WHAT TO DO:
Repeat the material below exactly, with no pictures.
● ● ● ● ●
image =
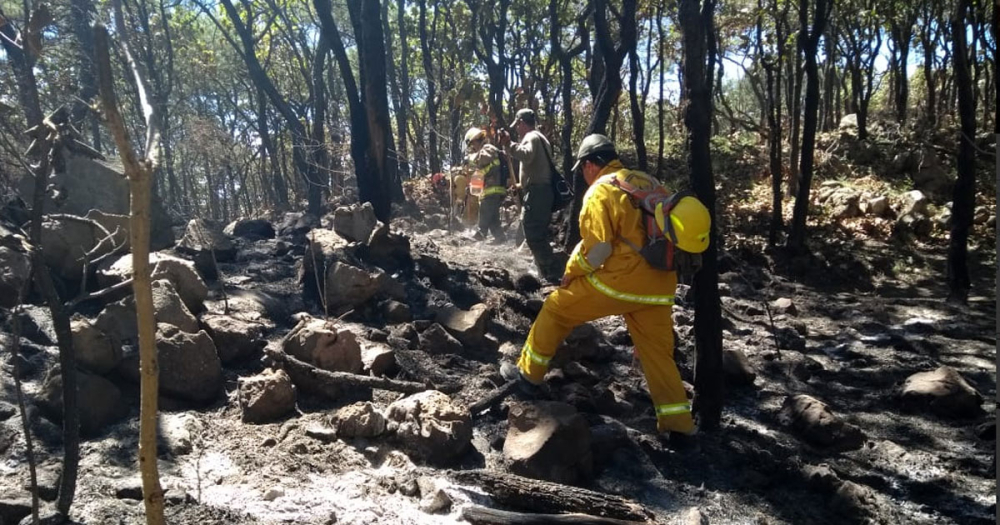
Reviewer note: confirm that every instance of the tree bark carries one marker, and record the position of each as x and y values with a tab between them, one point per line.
140	175
959	282
433	156
698	37
404	99
532	495
22	63
810	41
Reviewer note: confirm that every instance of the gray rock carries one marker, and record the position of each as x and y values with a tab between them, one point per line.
180	272
356	222
430	426
359	420
266	397
433	498
469	326
379	359
234	338
14	273
348	285
189	365
64	242
203	237
943	392
396	312
849	125
437	340
95	350
179	432
879	206
915	203
819	426
784	305
83	184
324	345
170	309
736	367
251	229
98	400
548	440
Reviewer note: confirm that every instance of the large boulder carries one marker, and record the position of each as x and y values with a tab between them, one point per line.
348	285
548	440
436	340
296	225
736	367
251	229
169	308
180	272
267	396
355	222
95	350
98	400
14	268
64	244
818	425
82	184
932	176
943	392
234	338
189	365
387	250
468	326
359	420
324	345
379	359
204	240
430	426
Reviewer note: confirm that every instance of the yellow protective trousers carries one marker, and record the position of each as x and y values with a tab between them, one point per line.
650	326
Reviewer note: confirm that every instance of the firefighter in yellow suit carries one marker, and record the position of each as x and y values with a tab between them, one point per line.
605	276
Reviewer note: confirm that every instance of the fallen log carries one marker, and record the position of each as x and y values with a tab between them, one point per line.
531	495
330	384
477	515
494	397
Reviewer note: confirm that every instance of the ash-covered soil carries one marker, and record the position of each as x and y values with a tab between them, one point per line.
842	338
● ● ● ● ●
TASK RESULT:
image =
Reviewer note: confirm that every instance of the tree bark carries one marker, and record the position of each as x and y values with a tab between them, one point per line.
140	175
959	282
433	156
698	37
404	99
532	495
22	63
810	41
Reviewer note: confirm that every instance of the gray rock carries one marker, and record the position of each as x and y values with a tab between them, one point per line.
180	272
356	222
430	426
359	420
266	397
433	498
469	326
379	359
234	338
14	273
348	285
189	365
64	242
203	237
943	392
396	312
849	125
437	340
95	350
179	432
879	206
915	203
819	426
784	305
83	184
324	345
170	309
736	367
251	229
98	400
548	440
Reviewer note: confirm that every instance of the large boulder carries one marker, and record the position of each as x and y values with a tab between them, one point per line.
348	285
548	440
436	340
296	225
736	367
251	229
169	308
180	272
267	396
355	222
95	350
98	400
14	268
64	244
818	425
82	184
932	176
943	392
234	338
189	365
387	250
468	326
359	420
324	345
379	359
204	240
430	426
Reviewer note: confirm that every instance of the yellow protective trousers carries one marker, and record the position of each as x and y values with a tab between them, one point per line.
650	326
Reviewer note: confirm that every instance of the firefighter in yellow suit carries one marker, and record the position of each as x and y values with a tab between them, one point per line.
605	276
Reviewer note: confirm that every instance of the fallen log carries one marker, and record the position of each as x and y values with a tab between them, one point per line.
531	495
330	384
477	515
494	397
Reviewer note: confirm that every instance of the ash-covered soil carries one marker, and record the position of each as x and y values with a tab between them, one point per line.
842	338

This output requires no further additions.